• _The task_
Restate the opening lines of the material below word for word, stopping after the line that contains "column 157, row 282".
==== Task inputs ====
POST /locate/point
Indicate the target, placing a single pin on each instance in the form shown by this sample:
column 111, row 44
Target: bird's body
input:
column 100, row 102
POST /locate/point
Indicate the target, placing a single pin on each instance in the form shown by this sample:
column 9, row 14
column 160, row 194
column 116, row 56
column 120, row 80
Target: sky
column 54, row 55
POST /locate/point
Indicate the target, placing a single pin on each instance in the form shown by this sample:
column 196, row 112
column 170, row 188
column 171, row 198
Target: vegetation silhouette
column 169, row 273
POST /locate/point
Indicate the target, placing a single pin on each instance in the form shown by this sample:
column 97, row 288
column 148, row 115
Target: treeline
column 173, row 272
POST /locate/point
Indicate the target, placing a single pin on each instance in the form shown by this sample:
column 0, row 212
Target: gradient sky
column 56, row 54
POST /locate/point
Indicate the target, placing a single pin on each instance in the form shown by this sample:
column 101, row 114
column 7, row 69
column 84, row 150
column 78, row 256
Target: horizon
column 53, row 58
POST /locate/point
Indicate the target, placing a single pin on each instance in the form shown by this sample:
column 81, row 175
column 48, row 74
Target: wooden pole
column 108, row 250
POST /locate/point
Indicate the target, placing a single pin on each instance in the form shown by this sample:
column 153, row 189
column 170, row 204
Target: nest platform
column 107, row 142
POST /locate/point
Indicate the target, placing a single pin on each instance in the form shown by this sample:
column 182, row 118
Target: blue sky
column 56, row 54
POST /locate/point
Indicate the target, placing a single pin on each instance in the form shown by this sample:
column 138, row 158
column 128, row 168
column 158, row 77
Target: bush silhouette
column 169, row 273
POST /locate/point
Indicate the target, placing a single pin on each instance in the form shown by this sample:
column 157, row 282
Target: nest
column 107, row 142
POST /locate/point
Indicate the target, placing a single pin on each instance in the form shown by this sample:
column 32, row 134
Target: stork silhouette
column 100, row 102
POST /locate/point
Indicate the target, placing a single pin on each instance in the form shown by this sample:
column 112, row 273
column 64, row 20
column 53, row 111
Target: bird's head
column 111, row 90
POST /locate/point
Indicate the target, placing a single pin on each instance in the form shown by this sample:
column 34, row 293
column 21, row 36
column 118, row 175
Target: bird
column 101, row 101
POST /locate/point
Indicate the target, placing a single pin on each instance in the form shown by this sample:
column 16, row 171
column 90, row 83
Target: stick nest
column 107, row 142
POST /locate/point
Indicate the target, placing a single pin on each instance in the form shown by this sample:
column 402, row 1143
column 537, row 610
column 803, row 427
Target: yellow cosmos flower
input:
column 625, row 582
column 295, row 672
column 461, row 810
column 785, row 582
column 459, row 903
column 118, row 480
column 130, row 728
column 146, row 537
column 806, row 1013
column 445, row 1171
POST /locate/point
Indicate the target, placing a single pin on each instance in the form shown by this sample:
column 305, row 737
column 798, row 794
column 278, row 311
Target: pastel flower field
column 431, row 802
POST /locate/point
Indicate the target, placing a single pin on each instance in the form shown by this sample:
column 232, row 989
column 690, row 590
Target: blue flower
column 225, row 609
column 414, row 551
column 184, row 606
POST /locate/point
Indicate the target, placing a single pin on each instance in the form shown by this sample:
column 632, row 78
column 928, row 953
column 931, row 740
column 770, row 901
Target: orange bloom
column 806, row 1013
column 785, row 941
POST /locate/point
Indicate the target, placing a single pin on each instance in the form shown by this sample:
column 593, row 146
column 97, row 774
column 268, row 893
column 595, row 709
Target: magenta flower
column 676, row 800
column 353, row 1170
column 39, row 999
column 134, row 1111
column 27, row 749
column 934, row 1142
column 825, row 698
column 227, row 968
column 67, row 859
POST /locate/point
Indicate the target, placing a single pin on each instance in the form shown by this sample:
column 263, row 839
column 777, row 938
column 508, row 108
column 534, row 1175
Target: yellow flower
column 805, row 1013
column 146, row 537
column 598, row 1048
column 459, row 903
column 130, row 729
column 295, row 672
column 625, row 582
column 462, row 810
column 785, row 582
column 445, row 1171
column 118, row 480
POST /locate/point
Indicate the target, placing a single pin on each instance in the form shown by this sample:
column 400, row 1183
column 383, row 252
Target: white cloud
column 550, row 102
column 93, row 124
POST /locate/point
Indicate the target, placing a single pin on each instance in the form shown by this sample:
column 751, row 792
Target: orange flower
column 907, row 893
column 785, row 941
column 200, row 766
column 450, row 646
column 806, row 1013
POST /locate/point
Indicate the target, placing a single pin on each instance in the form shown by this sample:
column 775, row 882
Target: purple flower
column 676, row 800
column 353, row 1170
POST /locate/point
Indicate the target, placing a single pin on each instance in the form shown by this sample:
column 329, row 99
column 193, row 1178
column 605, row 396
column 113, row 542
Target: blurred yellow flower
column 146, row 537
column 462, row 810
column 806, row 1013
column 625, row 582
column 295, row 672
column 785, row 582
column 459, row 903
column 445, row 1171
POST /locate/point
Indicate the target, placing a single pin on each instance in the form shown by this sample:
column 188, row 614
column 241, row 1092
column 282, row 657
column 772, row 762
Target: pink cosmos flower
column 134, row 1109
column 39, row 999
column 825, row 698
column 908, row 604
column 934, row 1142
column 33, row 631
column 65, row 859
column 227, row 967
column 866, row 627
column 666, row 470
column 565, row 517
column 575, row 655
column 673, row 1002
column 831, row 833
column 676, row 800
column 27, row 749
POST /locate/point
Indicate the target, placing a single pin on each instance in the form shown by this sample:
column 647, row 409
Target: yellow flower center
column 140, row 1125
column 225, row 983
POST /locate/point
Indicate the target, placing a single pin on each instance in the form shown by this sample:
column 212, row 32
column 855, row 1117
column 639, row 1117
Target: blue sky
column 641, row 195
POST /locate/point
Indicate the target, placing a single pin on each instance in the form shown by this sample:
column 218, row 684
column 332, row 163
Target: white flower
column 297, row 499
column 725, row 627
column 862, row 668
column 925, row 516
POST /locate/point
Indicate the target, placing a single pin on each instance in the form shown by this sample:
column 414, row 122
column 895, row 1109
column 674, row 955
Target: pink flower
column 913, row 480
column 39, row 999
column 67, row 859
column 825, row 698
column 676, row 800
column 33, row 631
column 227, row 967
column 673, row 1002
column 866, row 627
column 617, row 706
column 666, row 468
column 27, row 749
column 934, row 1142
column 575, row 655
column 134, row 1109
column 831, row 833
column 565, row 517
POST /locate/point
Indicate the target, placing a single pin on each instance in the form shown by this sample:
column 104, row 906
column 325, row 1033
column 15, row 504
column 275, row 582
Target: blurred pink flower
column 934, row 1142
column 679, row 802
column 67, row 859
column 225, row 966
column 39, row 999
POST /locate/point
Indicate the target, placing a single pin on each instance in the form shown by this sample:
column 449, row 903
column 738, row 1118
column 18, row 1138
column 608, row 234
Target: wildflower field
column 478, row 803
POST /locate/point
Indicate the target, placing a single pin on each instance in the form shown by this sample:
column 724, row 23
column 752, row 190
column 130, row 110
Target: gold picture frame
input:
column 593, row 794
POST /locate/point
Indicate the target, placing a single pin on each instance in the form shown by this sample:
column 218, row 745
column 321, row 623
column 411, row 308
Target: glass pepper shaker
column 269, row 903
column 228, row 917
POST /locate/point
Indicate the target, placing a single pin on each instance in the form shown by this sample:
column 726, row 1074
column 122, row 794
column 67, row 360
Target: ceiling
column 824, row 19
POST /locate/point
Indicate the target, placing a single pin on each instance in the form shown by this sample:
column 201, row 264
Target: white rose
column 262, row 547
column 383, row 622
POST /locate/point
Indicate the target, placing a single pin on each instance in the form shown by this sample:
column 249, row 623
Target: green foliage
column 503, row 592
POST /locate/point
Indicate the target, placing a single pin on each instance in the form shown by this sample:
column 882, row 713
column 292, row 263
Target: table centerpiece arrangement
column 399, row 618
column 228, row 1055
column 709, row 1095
====
• _Answer section_
POST /locate/point
Indicate the target, placing a single pin on each instance in the form shown by this sample:
column 111, row 44
Target: bird's body
input:
column 100, row 102
POST /locate/point
Indicate the target, placing a single pin on each instance in the form shown by this sample:
column 9, row 14
column 160, row 194
column 116, row 56
column 120, row 80
Target: sky
column 54, row 55
POST /locate/point
Indicate the target, placing a single pin on each instance in the form shown by this sample:
column 196, row 112
column 170, row 188
column 171, row 198
Target: vegetation silhouette
column 169, row 273
POST /locate/point
Indicate the target, placing a single pin on each instance in the form shown by this sample:
column 97, row 288
column 148, row 115
Target: treeline
column 173, row 272
POST /locate/point
Indicate the target, placing a single pin on each instance in the form shown by this sample:
column 0, row 212
Target: gradient sky
column 56, row 54
POST /locate/point
Indicate the target, placing a single pin on each instance in the form shown by this sample:
column 101, row 114
column 7, row 69
column 84, row 150
column 78, row 256
Target: horizon
column 53, row 58
POST /locate/point
Indicate the target, placing a single pin on each instance in the form shown by this sample:
column 81, row 175
column 48, row 74
Target: wooden pole
column 108, row 250
POST /locate/point
Indicate the target, placing a single pin on each instance in the form shown by this sample:
column 153, row 189
column 170, row 204
Target: nest platform
column 107, row 142
POST /locate/point
Indicate the target, placing a single pin on each instance in the form shown by this sample:
column 182, row 118
Target: blue sky
column 56, row 54
POST /locate/point
Indicate the target, placing a single pin on each instance in the form shown by this sample:
column 138, row 158
column 128, row 168
column 158, row 77
Target: bush silhouette
column 169, row 273
POST /locate/point
Indicate the target, placing a single pin on each instance in the form shown by this sample:
column 157, row 282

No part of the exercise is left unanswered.